Problem description:
Restate the records in full, so that each line matches the original exactly.

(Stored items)
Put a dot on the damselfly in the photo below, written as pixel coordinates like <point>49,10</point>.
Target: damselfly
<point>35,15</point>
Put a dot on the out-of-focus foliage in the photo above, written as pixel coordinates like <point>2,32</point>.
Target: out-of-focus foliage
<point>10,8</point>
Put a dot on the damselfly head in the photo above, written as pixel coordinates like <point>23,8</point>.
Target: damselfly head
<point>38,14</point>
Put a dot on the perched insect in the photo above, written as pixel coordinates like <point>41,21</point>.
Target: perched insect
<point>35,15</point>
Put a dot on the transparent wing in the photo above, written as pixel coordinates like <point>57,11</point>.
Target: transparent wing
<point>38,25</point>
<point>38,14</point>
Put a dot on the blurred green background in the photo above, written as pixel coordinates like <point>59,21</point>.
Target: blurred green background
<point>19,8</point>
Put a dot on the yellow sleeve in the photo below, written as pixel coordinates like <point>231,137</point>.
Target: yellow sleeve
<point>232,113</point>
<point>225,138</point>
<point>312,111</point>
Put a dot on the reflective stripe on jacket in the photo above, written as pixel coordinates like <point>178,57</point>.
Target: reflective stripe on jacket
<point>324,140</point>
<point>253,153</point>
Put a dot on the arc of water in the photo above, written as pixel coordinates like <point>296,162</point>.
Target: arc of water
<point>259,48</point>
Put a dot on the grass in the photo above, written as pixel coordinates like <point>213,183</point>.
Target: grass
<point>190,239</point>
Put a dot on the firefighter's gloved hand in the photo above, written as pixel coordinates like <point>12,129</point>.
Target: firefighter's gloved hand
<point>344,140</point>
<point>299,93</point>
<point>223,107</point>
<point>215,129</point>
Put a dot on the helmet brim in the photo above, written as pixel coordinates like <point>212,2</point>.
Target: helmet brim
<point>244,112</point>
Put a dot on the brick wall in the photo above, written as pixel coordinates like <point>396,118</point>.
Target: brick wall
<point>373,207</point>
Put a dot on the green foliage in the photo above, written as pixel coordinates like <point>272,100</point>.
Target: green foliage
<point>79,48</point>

Answer to the problem:
Put a dot on the damselfly in the photo below, written as pixel coordinates like <point>49,10</point>.
Target: damselfly
<point>35,15</point>
Put a dot on the out-of-focus foliage in the photo above, written as pixel coordinates like <point>2,32</point>.
Target: out-of-focus foliage
<point>10,8</point>
Put a dot on the damselfly head in the photo above, written as pixel coordinates like <point>23,8</point>.
Target: damselfly head
<point>38,14</point>
Put a dot on the perched insect in the photo above, written as pixel coordinates like <point>41,21</point>.
Target: perched insect
<point>35,15</point>
Put a dot on the transparent wing in the photo above, written as pixel coordinates like <point>57,11</point>.
Target: transparent wing
<point>38,25</point>
<point>38,14</point>
Put a dot on the blurred green background in the photo above, written as pixel coordinates like <point>59,21</point>.
Target: blurred green background
<point>19,8</point>
Put a dot on the yellow sleeve in the photo below, written as pixel coordinates like <point>231,137</point>.
Target: yellow sleeve
<point>232,113</point>
<point>225,138</point>
<point>312,111</point>
Put a dot on the reflective stripe on jacket in the photo above, written as pixel coordinates like <point>178,57</point>.
Target: reflective stripe on jacket
<point>324,140</point>
<point>253,153</point>
Put a dot on the arc of water in the photo above, written as pixel coordinates like <point>296,162</point>.
Target: arc of water
<point>259,48</point>
Put a dot on the grass in the photo above, written as pixel coordinates like <point>213,183</point>.
Target: grass
<point>190,239</point>
Put a dot on the firefighter's gloved hand in the photo above, written as pixel coordinates like <point>12,129</point>.
Target: firefighter's gloved hand
<point>344,140</point>
<point>299,93</point>
<point>223,107</point>
<point>215,129</point>
Put a dot on the helmet brim in the photo above, written as pixel coordinates like <point>212,2</point>.
Target: helmet brim
<point>244,112</point>
Put a dot on the brick wall in the photo above, written as pixel coordinates like <point>396,118</point>.
Target: brick wall
<point>373,207</point>
Put a dot on the green foliage in the photo above, written as pixel coordinates like <point>272,100</point>.
Target: green foliage
<point>79,48</point>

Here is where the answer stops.